◆ Exercise instructions
Work out how many lines of the data hold the string "dark", and reply with that number alone.
====== Records for this exercise ======
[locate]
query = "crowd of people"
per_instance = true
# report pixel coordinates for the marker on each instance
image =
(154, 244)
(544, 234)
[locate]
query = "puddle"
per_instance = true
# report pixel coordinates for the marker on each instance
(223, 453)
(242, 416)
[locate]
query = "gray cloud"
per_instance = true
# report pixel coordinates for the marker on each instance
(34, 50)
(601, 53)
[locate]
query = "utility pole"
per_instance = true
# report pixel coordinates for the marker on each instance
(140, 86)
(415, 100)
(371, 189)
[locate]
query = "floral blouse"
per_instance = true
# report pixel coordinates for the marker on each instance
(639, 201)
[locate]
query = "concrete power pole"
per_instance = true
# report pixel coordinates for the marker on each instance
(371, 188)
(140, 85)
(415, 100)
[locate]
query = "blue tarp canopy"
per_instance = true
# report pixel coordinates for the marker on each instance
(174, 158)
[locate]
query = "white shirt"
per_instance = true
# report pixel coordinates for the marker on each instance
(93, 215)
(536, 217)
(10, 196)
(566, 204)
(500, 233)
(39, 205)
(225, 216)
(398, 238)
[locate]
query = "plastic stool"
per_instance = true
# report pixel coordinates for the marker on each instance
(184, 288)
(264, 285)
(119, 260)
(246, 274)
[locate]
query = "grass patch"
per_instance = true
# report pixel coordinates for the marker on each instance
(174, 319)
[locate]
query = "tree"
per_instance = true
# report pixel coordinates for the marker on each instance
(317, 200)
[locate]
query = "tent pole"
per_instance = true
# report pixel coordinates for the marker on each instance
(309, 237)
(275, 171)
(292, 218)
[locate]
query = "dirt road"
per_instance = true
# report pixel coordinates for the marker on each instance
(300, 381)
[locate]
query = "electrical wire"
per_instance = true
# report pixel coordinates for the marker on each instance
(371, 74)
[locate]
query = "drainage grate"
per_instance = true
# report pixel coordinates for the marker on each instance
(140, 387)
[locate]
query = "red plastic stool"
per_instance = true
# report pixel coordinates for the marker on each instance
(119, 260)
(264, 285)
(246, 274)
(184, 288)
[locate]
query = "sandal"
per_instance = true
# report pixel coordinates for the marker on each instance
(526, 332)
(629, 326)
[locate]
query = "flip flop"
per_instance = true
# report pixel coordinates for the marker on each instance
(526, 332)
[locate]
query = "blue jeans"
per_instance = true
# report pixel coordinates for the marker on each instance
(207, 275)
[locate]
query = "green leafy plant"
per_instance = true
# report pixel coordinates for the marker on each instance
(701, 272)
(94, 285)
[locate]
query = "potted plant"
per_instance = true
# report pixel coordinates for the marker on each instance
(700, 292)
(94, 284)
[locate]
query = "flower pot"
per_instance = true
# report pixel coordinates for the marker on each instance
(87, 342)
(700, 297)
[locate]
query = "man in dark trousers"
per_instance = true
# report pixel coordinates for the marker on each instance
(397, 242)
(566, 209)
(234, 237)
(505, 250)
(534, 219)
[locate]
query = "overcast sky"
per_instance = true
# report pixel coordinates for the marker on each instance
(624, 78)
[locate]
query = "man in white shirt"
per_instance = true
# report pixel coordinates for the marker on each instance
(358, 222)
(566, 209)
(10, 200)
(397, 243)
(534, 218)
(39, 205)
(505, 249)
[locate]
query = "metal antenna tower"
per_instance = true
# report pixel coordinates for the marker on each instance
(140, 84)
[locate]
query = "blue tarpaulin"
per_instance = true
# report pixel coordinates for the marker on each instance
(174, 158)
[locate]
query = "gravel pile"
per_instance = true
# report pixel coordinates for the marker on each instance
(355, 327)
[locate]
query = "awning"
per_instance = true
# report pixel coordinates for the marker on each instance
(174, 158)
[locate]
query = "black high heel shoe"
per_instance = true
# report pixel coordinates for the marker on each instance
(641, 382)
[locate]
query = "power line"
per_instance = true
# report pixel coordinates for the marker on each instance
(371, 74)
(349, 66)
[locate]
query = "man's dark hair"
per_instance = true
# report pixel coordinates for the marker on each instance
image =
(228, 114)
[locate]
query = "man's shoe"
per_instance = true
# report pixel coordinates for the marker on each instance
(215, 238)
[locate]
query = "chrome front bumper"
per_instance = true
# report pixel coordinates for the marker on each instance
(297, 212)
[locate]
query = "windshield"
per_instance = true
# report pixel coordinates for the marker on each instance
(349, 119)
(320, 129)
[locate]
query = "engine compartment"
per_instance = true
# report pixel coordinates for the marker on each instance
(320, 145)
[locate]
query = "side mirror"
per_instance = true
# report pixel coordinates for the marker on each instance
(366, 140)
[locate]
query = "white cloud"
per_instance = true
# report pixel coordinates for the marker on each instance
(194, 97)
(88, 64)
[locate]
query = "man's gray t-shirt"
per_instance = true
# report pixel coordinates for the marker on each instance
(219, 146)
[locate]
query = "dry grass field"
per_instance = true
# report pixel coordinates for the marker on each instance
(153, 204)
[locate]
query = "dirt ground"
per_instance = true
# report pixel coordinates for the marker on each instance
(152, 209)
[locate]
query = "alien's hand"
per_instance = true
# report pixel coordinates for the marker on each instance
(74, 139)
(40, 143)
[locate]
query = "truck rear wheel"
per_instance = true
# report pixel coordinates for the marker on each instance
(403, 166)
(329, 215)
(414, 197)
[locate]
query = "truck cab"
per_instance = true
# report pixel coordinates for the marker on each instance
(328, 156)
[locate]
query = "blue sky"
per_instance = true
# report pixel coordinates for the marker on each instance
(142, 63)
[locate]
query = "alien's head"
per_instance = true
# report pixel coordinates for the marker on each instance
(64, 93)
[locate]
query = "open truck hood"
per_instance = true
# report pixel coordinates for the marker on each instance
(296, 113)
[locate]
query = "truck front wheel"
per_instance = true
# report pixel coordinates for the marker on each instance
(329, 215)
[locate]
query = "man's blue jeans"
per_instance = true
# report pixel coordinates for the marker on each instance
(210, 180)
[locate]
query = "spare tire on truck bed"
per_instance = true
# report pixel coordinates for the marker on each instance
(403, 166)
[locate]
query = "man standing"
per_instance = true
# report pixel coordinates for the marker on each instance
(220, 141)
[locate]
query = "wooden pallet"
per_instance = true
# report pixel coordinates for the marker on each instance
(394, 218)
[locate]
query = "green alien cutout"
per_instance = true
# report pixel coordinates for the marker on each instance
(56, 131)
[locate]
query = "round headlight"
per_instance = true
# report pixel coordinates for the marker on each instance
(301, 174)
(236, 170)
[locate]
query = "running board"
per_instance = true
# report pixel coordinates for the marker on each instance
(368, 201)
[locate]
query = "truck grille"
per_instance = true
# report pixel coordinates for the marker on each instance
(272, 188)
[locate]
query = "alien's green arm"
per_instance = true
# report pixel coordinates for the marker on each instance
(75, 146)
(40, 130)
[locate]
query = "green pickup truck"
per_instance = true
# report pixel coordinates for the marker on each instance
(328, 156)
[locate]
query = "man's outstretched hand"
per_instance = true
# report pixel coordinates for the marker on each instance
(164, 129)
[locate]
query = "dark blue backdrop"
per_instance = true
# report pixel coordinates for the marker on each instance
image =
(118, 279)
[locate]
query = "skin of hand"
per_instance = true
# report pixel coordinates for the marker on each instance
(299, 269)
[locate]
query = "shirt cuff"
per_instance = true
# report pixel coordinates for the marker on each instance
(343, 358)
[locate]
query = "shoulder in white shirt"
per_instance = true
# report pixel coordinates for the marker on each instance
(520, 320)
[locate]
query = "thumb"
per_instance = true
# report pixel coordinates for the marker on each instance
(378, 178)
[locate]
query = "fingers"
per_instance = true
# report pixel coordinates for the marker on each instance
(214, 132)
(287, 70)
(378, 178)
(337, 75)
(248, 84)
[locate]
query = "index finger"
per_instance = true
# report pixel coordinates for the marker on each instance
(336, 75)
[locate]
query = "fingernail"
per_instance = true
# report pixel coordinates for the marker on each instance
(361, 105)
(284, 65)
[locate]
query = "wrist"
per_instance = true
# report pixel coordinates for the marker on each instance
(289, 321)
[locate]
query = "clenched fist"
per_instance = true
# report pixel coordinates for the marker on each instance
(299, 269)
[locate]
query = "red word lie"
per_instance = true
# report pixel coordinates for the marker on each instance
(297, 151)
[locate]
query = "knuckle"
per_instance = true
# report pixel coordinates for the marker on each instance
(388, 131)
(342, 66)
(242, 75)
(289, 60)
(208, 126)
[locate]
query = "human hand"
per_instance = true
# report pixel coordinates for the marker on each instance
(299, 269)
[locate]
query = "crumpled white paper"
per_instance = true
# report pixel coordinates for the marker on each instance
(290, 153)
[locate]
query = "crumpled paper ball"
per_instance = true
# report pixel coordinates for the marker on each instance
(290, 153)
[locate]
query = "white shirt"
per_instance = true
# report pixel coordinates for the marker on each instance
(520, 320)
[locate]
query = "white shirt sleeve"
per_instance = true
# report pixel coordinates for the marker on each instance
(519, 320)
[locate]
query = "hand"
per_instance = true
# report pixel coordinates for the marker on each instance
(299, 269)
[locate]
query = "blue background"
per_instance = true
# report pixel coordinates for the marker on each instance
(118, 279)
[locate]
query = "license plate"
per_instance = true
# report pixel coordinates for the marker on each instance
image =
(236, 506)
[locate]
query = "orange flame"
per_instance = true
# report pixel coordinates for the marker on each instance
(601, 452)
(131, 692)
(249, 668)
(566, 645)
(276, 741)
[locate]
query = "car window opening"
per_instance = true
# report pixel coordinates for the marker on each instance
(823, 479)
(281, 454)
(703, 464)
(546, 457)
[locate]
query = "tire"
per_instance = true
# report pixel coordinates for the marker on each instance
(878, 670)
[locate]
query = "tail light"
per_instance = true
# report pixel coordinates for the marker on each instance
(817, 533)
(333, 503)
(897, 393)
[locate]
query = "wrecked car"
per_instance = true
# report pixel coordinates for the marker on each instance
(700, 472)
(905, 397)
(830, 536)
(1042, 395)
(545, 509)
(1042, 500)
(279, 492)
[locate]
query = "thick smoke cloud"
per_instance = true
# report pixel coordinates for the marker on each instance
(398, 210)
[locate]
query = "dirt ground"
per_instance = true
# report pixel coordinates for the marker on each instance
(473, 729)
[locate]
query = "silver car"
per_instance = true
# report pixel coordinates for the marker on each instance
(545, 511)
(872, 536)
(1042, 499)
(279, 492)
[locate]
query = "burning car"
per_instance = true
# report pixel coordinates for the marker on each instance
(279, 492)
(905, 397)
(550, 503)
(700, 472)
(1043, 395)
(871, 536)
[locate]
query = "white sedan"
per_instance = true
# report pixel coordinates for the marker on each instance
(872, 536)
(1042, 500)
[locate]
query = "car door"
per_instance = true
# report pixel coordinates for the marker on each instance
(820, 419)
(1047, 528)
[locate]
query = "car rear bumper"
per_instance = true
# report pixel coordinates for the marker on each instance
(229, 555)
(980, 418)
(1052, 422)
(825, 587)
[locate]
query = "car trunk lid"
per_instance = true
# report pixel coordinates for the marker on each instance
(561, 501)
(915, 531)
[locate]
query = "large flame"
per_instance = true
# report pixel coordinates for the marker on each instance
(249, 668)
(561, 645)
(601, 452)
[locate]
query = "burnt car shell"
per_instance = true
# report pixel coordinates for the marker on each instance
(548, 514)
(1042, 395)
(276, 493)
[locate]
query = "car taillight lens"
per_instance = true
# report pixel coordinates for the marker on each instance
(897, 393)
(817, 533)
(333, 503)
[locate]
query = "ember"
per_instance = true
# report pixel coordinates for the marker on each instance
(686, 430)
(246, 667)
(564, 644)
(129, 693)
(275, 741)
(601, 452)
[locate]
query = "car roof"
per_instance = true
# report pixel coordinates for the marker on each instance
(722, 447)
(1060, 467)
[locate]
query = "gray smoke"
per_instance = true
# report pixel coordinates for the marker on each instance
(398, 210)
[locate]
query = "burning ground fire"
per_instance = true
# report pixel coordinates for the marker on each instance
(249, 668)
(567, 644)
======
◆ Solution to this problem
3